Passage =
*****

Bachmann answered: “Marcus and I will be married for 33 years this September 10th. I’m in love with him. I’m so proud of him. And both he and I — what submission means to us, if that’s what your question is, it means respect. I respect my husband. He’s a wonderful, godly man, and a great father. And he respects me as his wife.”

She either lied, has changed her mind, or she says one thing to a national audiance and another to her hard-right evangelical followers.

Here's what she said in answer to the same question in 2006: “The Lord says be submissive. Wives, you are to be submissive to your husbands.”  

As Jill Lawrence noted:

Back in October 2006, recounting her life journey to an audience at the Living Word Christian Center, Bachmann talked about “receiving Jesus” at 16, studying hard, meeting her future husband at college, and earning a law degree. “My husband said ‘Now you need to go and get a post-doctorate degree in tax law.’ Tax law! I hate taxes—why should I go and do something like that?” she told the audience. “But the Lord says be submissive. Wives, you are to be submissive to your husbands.” Bachmann said she never had taken a tax course, “never had a desire for it,” but “I was going to be faithful to what I felt God was calling me to do through my husband.” Later, when the opportunity to run for Congress arose, “my husband said, ‘You need to do this,’ and I wasn’t so sure.” She became sure two days later, after praying and fasting with her husband.

*****

Extracted data =
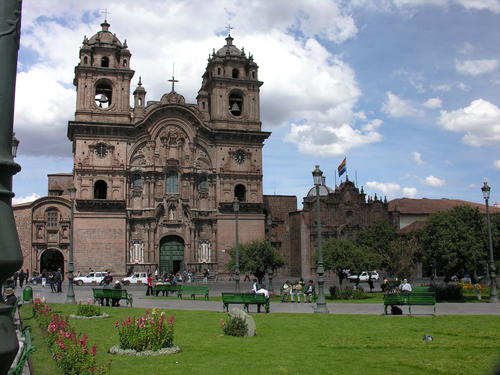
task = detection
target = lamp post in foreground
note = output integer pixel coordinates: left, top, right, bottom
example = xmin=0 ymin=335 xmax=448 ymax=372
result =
xmin=481 ymin=181 xmax=498 ymax=302
xmin=66 ymin=187 xmax=76 ymax=303
xmin=312 ymin=165 xmax=328 ymax=314
xmin=0 ymin=0 xmax=23 ymax=374
xmin=233 ymin=198 xmax=240 ymax=293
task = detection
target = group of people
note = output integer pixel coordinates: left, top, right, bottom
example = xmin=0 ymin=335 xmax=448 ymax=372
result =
xmin=281 ymin=278 xmax=316 ymax=303
xmin=14 ymin=270 xmax=30 ymax=288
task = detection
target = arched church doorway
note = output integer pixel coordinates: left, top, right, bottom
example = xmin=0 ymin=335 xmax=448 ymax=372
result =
xmin=160 ymin=236 xmax=184 ymax=275
xmin=40 ymin=249 xmax=64 ymax=275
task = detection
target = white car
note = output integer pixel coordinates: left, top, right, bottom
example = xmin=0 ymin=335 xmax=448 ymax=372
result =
xmin=347 ymin=271 xmax=380 ymax=283
xmin=122 ymin=272 xmax=148 ymax=285
xmin=73 ymin=272 xmax=108 ymax=285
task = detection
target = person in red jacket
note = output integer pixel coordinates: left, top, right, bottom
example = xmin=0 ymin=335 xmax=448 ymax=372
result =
xmin=146 ymin=273 xmax=153 ymax=296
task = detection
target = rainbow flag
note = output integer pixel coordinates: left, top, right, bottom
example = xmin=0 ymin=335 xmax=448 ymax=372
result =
xmin=337 ymin=158 xmax=346 ymax=177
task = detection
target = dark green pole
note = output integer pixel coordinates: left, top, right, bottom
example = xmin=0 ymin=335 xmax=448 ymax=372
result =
xmin=0 ymin=0 xmax=23 ymax=375
xmin=313 ymin=165 xmax=328 ymax=314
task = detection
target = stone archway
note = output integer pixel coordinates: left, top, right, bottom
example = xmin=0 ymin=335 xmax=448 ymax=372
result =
xmin=40 ymin=249 xmax=64 ymax=275
xmin=159 ymin=236 xmax=184 ymax=275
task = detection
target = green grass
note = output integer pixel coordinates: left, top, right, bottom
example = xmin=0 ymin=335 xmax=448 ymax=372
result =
xmin=23 ymin=305 xmax=500 ymax=375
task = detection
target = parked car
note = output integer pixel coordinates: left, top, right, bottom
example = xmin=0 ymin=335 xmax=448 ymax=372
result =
xmin=73 ymin=272 xmax=108 ymax=285
xmin=30 ymin=276 xmax=42 ymax=285
xmin=122 ymin=272 xmax=148 ymax=285
xmin=347 ymin=271 xmax=380 ymax=283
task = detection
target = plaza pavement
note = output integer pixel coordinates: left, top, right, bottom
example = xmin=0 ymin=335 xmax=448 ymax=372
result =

*****

Reproduce word for word the stretch of the Bachmann passage from "Back in October" through "with her husband.".

Back in October 2006, recounting her life journey to an audience at the Living Word Christian Center, Bachmann talked about “receiving Jesus” at 16, studying hard, meeting her future husband at college, and earning a law degree. “My husband said ‘Now you need to go and get a post-doctorate degree in tax law.’ Tax law! I hate taxes—why should I go and do something like that?” she told the audience. “But the Lord says be submissive. Wives, you are to be submissive to your husbands.” Bachmann said she never had taken a tax course, “never had a desire for it,” but “I was going to be faithful to what I felt God was calling me to do through my husband.” Later, when the opportunity to run for Congress arose, “my husband said, ‘You need to do this,’ and I wasn’t so sure.” She became sure two days later, after praying and fasting with her husband.